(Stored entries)
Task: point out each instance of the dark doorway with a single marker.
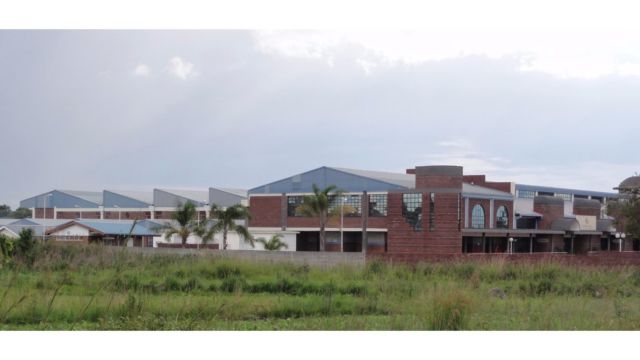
(308, 241)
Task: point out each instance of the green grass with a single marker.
(96, 288)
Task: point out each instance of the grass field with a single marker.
(89, 288)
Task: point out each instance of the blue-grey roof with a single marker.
(476, 191)
(565, 191)
(226, 196)
(64, 199)
(346, 179)
(115, 227)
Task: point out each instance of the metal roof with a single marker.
(404, 180)
(565, 190)
(237, 192)
(201, 196)
(349, 180)
(91, 196)
(142, 196)
(471, 190)
(108, 227)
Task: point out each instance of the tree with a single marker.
(275, 243)
(185, 216)
(225, 221)
(318, 205)
(626, 211)
(5, 211)
(6, 249)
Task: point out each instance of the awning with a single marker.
(528, 214)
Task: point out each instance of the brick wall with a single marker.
(550, 212)
(485, 205)
(589, 259)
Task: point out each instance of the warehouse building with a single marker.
(436, 210)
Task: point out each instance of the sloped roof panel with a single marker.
(351, 181)
(127, 199)
(470, 190)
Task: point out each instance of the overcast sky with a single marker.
(91, 110)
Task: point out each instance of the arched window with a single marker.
(502, 218)
(477, 217)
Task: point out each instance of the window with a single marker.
(526, 194)
(502, 218)
(352, 204)
(412, 210)
(293, 203)
(477, 217)
(565, 197)
(432, 211)
(378, 205)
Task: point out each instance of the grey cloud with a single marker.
(74, 117)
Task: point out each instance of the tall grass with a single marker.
(93, 287)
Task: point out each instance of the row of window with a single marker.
(352, 205)
(528, 194)
(411, 209)
(477, 217)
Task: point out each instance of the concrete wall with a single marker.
(74, 230)
(328, 259)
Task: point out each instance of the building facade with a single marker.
(436, 210)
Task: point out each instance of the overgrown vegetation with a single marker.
(94, 287)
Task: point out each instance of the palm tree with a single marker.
(226, 221)
(185, 215)
(318, 205)
(275, 243)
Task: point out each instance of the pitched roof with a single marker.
(91, 196)
(143, 196)
(400, 179)
(108, 227)
(196, 195)
(237, 192)
(468, 189)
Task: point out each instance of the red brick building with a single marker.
(431, 210)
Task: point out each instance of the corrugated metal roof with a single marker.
(6, 221)
(196, 195)
(405, 180)
(237, 192)
(117, 228)
(91, 196)
(144, 196)
(468, 189)
(565, 190)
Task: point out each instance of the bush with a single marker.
(450, 312)
(233, 284)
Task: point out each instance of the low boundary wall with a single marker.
(625, 258)
(326, 259)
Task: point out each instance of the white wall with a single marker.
(74, 230)
(233, 240)
(7, 233)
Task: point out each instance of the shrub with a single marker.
(450, 312)
(224, 271)
(233, 284)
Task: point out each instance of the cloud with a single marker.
(142, 70)
(566, 54)
(585, 175)
(181, 68)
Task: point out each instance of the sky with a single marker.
(93, 110)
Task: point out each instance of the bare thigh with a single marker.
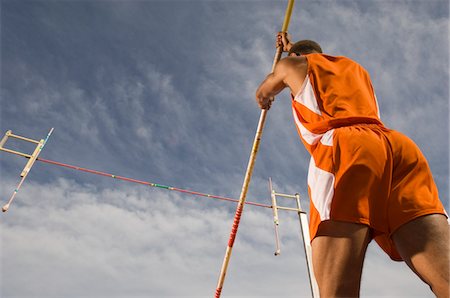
(338, 255)
(424, 245)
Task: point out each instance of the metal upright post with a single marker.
(304, 228)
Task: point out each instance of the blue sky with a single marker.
(163, 91)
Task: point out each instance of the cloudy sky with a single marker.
(163, 91)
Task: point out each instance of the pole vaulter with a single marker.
(251, 163)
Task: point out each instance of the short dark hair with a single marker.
(303, 47)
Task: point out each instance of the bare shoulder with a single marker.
(289, 62)
(293, 71)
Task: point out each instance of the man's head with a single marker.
(304, 47)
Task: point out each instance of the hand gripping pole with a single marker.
(251, 163)
(32, 158)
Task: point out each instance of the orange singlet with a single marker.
(360, 171)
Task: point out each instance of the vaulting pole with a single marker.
(251, 163)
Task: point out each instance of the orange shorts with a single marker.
(371, 175)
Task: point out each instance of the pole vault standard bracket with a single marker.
(31, 158)
(304, 228)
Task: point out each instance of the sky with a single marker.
(163, 91)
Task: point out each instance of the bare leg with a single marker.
(424, 245)
(338, 256)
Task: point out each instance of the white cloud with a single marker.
(68, 240)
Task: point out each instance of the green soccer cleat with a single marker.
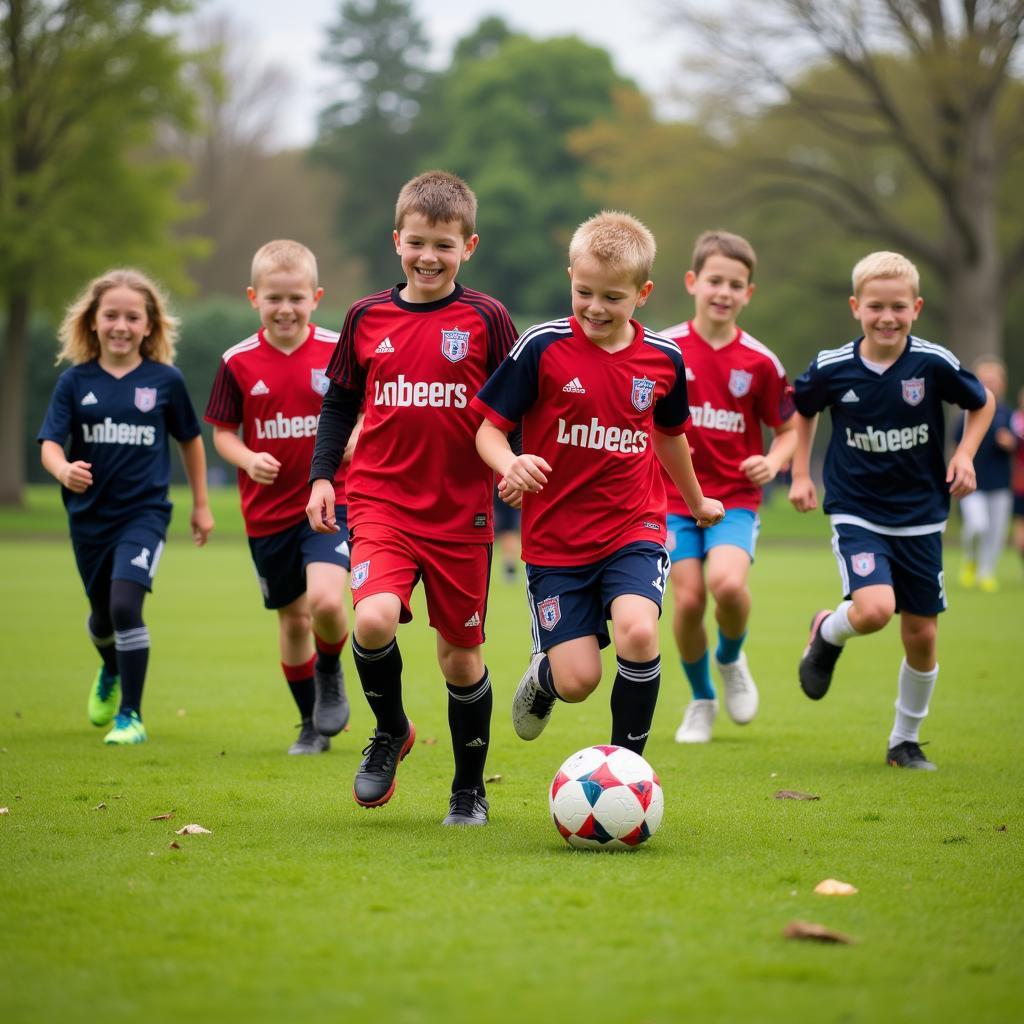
(104, 697)
(127, 729)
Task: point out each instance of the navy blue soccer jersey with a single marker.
(122, 426)
(885, 467)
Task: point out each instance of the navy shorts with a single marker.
(911, 565)
(131, 553)
(281, 559)
(567, 602)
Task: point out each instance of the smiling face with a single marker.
(285, 301)
(886, 308)
(431, 255)
(121, 325)
(604, 299)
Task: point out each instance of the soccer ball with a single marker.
(606, 798)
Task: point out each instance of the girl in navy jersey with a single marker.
(107, 439)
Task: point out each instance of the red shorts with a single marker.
(456, 578)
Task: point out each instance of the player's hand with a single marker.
(961, 475)
(527, 472)
(758, 469)
(709, 512)
(202, 523)
(76, 476)
(263, 468)
(803, 494)
(320, 510)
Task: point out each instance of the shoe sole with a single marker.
(407, 747)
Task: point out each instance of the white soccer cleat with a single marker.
(740, 690)
(697, 720)
(531, 706)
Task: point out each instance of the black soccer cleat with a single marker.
(908, 755)
(818, 660)
(375, 779)
(467, 807)
(331, 708)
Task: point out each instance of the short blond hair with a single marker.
(885, 265)
(284, 254)
(77, 334)
(619, 241)
(438, 196)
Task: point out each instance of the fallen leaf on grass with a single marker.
(833, 887)
(815, 933)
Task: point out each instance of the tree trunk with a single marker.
(12, 401)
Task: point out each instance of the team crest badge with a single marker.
(320, 381)
(739, 382)
(863, 564)
(455, 344)
(913, 390)
(145, 398)
(549, 612)
(643, 393)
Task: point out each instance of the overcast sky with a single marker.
(292, 34)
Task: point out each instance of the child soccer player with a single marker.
(107, 440)
(419, 498)
(985, 512)
(887, 485)
(734, 384)
(271, 385)
(602, 401)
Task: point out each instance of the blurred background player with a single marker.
(271, 386)
(734, 384)
(114, 413)
(602, 402)
(420, 500)
(985, 512)
(887, 484)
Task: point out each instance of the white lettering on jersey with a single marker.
(894, 439)
(110, 432)
(718, 419)
(422, 394)
(596, 435)
(286, 426)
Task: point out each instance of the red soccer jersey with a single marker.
(275, 396)
(591, 414)
(732, 390)
(418, 366)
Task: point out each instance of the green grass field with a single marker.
(301, 905)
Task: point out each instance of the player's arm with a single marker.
(960, 473)
(258, 466)
(194, 460)
(76, 476)
(673, 452)
(803, 494)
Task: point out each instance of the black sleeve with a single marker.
(338, 416)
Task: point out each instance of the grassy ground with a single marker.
(300, 904)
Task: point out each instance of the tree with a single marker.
(919, 93)
(82, 85)
(369, 135)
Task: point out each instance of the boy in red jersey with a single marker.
(735, 384)
(271, 385)
(602, 402)
(420, 500)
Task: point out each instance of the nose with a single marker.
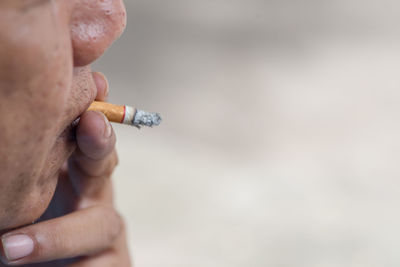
(95, 25)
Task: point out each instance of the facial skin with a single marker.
(46, 82)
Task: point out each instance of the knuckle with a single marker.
(116, 225)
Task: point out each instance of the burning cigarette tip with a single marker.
(144, 118)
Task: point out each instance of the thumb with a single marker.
(81, 233)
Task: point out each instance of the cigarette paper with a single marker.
(126, 114)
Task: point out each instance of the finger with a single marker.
(83, 92)
(95, 159)
(102, 86)
(95, 136)
(82, 233)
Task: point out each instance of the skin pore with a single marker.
(46, 48)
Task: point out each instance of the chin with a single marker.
(28, 211)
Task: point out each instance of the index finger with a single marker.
(92, 164)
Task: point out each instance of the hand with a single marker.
(81, 223)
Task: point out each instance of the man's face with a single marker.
(46, 47)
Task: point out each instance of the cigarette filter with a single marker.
(126, 114)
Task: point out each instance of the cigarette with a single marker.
(126, 114)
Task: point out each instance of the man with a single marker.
(46, 155)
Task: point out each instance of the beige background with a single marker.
(280, 141)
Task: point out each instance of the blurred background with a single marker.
(279, 145)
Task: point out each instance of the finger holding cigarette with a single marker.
(126, 114)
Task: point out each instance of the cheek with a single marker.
(94, 26)
(35, 82)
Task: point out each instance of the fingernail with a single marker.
(108, 129)
(17, 246)
(101, 82)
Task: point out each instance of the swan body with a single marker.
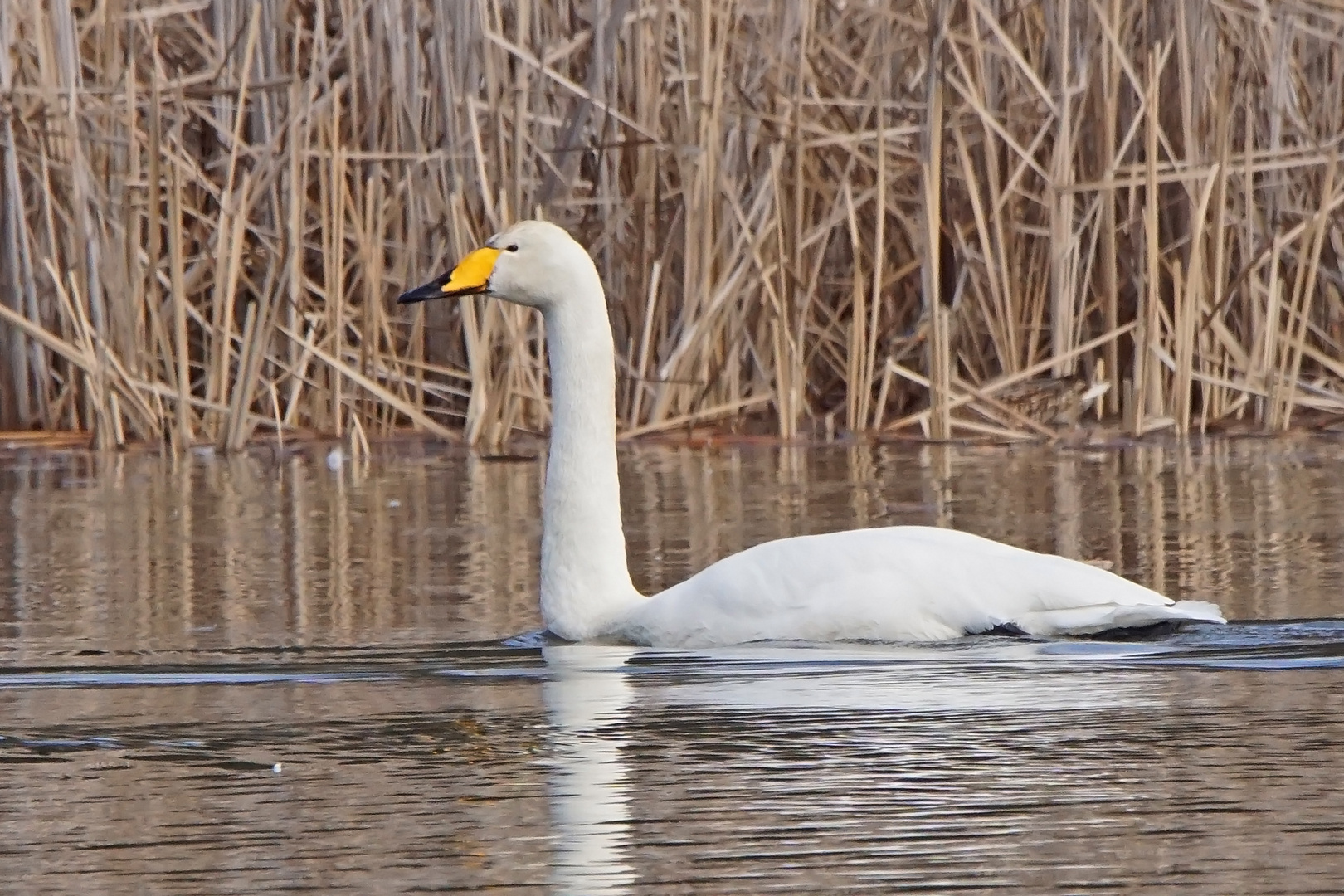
(897, 583)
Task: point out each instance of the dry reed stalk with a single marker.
(227, 195)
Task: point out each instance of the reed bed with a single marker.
(811, 215)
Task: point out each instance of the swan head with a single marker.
(533, 264)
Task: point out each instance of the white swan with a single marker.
(898, 583)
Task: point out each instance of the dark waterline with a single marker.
(249, 676)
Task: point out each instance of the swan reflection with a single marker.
(587, 696)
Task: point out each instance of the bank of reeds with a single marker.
(816, 214)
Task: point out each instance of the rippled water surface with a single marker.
(258, 674)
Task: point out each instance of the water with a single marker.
(256, 674)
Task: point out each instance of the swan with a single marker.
(897, 583)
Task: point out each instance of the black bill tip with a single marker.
(433, 289)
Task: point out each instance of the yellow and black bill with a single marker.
(470, 277)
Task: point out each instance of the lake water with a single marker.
(254, 674)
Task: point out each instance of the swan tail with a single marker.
(1075, 621)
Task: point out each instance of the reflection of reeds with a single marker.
(205, 210)
(138, 553)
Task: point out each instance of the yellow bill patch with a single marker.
(472, 275)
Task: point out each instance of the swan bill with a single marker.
(470, 277)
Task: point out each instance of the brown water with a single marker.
(251, 676)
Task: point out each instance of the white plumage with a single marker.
(898, 583)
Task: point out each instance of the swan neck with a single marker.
(585, 581)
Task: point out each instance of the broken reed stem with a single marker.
(227, 199)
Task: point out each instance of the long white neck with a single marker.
(585, 579)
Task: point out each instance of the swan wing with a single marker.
(899, 583)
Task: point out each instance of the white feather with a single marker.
(901, 583)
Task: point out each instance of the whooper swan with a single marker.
(898, 583)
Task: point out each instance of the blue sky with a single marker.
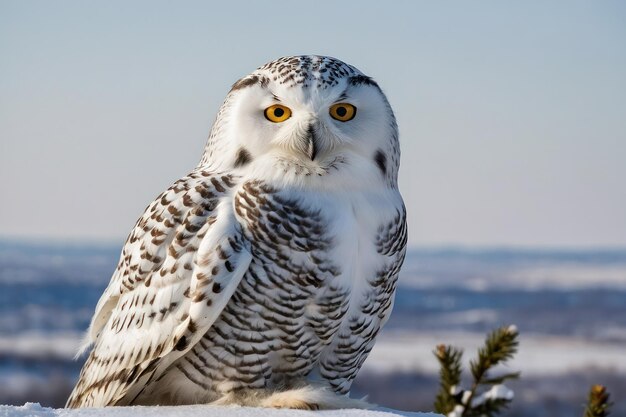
(512, 115)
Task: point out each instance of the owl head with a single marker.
(300, 118)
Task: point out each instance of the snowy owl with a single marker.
(263, 276)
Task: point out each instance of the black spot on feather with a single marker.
(381, 161)
(243, 157)
(181, 344)
(245, 82)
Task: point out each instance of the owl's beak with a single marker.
(311, 142)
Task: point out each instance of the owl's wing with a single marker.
(178, 269)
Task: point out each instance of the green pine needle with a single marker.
(450, 376)
(598, 404)
(500, 346)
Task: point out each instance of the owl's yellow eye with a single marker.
(342, 112)
(277, 113)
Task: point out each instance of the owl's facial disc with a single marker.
(307, 112)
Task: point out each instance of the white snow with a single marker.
(35, 410)
(496, 392)
(538, 355)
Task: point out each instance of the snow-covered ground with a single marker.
(35, 410)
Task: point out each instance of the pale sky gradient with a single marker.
(512, 114)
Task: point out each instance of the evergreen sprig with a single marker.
(449, 377)
(500, 346)
(598, 404)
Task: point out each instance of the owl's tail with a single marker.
(308, 397)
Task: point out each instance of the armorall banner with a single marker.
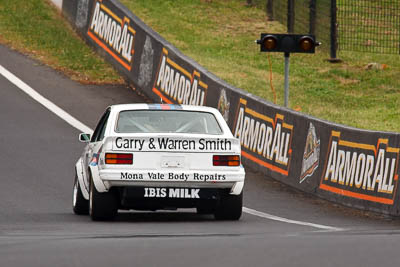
(355, 167)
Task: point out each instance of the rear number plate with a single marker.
(172, 162)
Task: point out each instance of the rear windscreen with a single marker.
(167, 121)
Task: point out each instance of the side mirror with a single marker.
(84, 138)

## PROBLEM:
Starting at the line that contains "Task: point out each instance of the finger holding" and ending with the line that contains "(1075, 621)", reproduce those lines with "swan" switched to "goose" and everything else unchanged. Omit the pictures from the answer.

## EXERCISE ANSWER:
Task: point out each instance of the finger holding cigarette with a single marker.
(126, 114)
Task: point out each instance of the cheek with a single marker.
(94, 26)
(35, 82)
Task: point out each instance of the fingernail with a single marker.
(108, 129)
(17, 246)
(101, 82)
Task: point out each instance of the goose body with a single marker.
(897, 583)
Task: point out each instance of the dry reed stalk with a single marker.
(227, 195)
Task: point out each instance of the reed bed with a single marker.
(811, 215)
Task: point out each instance of the goose head with a single marker.
(533, 264)
Task: point out each instance of the white goose with a single marker.
(898, 583)
Task: point out each instance of the dark waterline with a single marker.
(249, 676)
Task: point out each instance of the goose reflection with a single marker.
(587, 696)
Task: point out each instance of the bank of reeds with a single marker.
(816, 214)
Task: point out each instance of the rippled water surface with a single marker.
(258, 674)
Task: point out each instance of the water with a single marker.
(256, 674)
Task: point out each instance of the goose with a single marker.
(897, 583)
Task: point out each instance of the black bill tip with a single marker.
(433, 289)
Task: point out each instance of the yellow and black bill with a single marker.
(470, 277)
Task: point out each instance of the lake water with a single marker.
(254, 674)
Task: point out each instance of the goose tail with a single marker.
(1075, 621)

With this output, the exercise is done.